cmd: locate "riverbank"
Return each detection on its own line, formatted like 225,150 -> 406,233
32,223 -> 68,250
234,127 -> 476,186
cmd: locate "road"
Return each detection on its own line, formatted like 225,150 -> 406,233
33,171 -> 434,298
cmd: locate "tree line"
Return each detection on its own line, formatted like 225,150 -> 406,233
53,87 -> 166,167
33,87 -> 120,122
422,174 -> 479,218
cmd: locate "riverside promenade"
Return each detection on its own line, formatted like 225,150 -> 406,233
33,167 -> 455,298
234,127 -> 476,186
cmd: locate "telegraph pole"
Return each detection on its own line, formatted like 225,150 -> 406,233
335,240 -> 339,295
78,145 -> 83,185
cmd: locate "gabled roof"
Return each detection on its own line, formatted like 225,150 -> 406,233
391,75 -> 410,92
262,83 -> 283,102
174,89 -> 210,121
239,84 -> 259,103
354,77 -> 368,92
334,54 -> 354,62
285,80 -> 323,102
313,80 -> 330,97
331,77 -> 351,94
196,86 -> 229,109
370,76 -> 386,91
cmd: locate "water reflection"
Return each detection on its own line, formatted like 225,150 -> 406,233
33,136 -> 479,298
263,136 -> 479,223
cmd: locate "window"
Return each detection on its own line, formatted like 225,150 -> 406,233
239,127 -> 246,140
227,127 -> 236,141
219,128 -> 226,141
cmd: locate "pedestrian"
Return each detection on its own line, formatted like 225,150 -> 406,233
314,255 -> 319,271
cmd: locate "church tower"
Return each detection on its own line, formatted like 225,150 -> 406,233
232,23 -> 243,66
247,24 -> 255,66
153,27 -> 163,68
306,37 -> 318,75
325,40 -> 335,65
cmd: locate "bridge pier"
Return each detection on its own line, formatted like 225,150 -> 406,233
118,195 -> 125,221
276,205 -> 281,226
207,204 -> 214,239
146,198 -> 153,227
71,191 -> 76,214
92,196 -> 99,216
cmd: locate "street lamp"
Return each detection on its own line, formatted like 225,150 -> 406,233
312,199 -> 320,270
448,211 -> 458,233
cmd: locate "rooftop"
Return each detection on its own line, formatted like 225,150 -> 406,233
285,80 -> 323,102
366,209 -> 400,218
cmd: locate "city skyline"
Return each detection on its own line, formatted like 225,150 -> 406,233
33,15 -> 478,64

TO BE DONE: Return all of the records above verbatim, line for line, with nothing altered, added, or left out.

EXERCISE RESPONSE:
cmd: locate "riverbank"
Return each detection on its own line, formatted like 225,150 -> 406,233
32,223 -> 68,250
234,127 -> 476,186
cmd: locate "road"
Return each detection on its own line, formatted like 225,150 -> 406,233
33,171 -> 434,298
cmd: locate "tree line"
Return each detection on its own line, formatted like 225,150 -> 406,233
53,87 -> 166,167
33,87 -> 120,122
422,174 -> 479,218
cmd: locate "riverside promenade"
Return each detection on its own line, formatted like 225,150 -> 406,233
33,167 -> 455,298
234,127 -> 476,186
cmd: locate "telegraph pole"
Return each detection on its own line, formatted like 225,150 -> 406,233
335,240 -> 339,295
78,145 -> 83,185
cmd: locate "gabled roof"
Return each detection on its own line, formatted like 225,150 -> 406,233
391,75 -> 410,92
262,83 -> 283,102
174,89 -> 210,121
239,84 -> 259,103
354,77 -> 368,92
334,54 -> 354,62
285,80 -> 323,102
313,80 -> 330,97
331,77 -> 351,94
196,86 -> 229,109
370,76 -> 386,91
cmd: locate "water reflection"
Return each detection on its own line, formatted like 225,150 -> 406,233
33,136 -> 479,298
263,136 -> 479,223
cmd: locate "window"
Return each detection on its own line, formatted like 225,150 -> 406,233
239,127 -> 246,140
227,127 -> 236,141
219,128 -> 226,141
cmd: locate "pedestrian"
Return each detection on its own line, formatted like 225,150 -> 406,233
314,255 -> 319,271
cmd: locate "church tower"
Return each detection on its own line, formatted like 225,150 -> 406,233
232,23 -> 243,66
247,24 -> 255,66
153,27 -> 163,68
306,37 -> 318,75
325,40 -> 335,65
cmd: locate "bridge pier"
Return each detection on its own line, formatted like 225,150 -> 406,233
118,195 -> 125,221
276,205 -> 281,226
207,204 -> 214,239
146,198 -> 153,227
71,191 -> 76,214
92,196 -> 99,216
cmd: locate "street lamp"
Return each detection on its own line, formatted like 225,150 -> 406,233
312,199 -> 320,270
448,211 -> 458,233
cmd: locate "rooftop"
Return each detection on its own line, formatted like 225,150 -> 406,233
285,80 -> 323,102
366,209 -> 400,218
cmd: locate "city skyline"
Return each detection on its own line, formatted like 225,150 -> 406,233
33,15 -> 478,64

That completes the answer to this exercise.